**What to do:**
Each line below containing the word "grassy" needs to be shown.

**Exercise inputs:**
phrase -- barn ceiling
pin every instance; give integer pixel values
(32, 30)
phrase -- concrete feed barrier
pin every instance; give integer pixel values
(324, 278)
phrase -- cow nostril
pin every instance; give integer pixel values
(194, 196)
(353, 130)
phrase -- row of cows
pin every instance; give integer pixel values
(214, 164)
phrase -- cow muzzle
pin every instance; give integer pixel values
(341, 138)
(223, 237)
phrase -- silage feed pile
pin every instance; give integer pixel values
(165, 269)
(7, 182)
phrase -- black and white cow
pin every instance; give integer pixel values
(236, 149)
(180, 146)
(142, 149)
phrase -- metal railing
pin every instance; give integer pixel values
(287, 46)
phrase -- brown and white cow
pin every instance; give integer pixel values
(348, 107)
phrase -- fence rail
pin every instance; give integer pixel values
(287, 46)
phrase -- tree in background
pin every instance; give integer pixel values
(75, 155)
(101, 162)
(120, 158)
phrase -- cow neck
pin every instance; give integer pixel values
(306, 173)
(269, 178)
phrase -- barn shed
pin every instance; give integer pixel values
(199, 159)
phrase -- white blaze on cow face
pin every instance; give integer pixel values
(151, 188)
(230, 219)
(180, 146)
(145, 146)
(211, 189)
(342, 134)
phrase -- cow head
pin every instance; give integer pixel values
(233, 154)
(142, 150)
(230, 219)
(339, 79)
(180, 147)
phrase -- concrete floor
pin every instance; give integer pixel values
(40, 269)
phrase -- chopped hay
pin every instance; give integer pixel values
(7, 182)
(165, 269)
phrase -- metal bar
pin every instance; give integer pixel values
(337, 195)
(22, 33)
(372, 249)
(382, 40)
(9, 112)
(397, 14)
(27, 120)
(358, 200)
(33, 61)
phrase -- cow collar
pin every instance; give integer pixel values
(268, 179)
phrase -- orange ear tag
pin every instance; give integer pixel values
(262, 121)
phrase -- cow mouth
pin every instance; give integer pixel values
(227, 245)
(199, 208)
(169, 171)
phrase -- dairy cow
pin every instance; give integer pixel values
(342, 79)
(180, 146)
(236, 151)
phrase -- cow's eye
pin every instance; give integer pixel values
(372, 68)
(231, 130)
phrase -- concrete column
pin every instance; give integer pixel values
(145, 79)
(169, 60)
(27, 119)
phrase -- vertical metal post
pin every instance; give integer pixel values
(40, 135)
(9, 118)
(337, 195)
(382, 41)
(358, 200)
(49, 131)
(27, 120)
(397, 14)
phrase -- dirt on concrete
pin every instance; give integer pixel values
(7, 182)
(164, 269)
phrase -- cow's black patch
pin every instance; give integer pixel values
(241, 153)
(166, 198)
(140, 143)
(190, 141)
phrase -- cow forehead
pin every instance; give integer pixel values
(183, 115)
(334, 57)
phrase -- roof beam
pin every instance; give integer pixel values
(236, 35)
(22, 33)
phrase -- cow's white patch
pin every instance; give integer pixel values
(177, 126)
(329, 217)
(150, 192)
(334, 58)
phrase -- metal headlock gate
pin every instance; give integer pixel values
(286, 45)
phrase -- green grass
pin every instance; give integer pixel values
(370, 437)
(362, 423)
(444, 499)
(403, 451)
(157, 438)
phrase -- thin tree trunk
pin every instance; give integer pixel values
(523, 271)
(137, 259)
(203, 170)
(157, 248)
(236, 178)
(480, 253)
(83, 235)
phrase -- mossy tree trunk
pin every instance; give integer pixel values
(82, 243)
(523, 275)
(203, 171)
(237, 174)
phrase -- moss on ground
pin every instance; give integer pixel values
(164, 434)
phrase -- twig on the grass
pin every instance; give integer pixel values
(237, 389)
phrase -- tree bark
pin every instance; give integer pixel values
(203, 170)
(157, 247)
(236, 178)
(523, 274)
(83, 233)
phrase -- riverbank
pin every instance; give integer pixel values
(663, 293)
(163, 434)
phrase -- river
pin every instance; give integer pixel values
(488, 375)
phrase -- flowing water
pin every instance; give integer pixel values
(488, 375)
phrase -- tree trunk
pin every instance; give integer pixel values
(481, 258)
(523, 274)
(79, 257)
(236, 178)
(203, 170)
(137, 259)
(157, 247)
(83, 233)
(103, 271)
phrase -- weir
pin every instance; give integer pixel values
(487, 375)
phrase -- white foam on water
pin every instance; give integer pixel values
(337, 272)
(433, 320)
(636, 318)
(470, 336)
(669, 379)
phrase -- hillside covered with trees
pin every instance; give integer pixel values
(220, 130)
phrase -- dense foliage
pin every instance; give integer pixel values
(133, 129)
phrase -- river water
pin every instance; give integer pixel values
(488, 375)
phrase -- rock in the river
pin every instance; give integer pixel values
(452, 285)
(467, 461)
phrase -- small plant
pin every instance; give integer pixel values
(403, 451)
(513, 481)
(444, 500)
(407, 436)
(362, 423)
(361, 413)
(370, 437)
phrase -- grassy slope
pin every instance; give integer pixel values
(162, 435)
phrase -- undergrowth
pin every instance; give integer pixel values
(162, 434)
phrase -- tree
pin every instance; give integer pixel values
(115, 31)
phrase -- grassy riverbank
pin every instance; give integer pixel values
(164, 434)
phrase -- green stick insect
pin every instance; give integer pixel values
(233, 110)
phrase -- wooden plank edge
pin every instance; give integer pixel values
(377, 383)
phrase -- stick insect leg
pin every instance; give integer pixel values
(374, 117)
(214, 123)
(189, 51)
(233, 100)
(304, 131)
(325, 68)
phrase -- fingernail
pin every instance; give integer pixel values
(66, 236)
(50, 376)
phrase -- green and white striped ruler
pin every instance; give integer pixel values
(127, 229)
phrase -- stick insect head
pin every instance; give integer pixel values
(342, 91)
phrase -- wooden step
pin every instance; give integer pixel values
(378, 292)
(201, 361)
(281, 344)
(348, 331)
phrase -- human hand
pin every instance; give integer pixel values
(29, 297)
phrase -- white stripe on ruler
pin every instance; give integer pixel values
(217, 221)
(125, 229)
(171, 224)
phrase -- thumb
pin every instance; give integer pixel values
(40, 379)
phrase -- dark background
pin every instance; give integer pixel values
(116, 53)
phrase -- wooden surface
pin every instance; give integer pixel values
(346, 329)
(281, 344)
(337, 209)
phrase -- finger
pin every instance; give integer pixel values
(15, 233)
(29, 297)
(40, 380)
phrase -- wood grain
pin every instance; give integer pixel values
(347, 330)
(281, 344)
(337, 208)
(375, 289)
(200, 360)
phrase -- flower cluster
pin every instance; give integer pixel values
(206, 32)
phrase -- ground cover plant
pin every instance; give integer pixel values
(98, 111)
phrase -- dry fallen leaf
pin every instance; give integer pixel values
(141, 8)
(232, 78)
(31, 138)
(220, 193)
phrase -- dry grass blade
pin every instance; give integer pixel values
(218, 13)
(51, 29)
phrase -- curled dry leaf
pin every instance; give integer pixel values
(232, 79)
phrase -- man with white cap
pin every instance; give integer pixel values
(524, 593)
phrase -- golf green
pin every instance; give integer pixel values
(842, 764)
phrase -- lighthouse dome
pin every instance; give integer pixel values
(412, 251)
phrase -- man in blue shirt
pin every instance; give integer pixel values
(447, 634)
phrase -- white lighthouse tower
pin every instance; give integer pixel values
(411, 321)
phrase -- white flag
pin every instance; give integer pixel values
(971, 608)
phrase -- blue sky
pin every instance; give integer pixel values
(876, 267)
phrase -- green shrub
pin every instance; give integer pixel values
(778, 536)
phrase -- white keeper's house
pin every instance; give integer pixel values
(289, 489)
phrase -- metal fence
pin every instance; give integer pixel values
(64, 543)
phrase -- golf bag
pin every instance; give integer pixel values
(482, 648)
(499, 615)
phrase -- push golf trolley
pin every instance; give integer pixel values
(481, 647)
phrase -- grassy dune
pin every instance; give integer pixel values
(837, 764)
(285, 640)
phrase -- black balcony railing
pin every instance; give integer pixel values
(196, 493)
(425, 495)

**Response to this task:**
phrase -- grassy slope
phrase -- grassy riverbank
phrase -- grassy dune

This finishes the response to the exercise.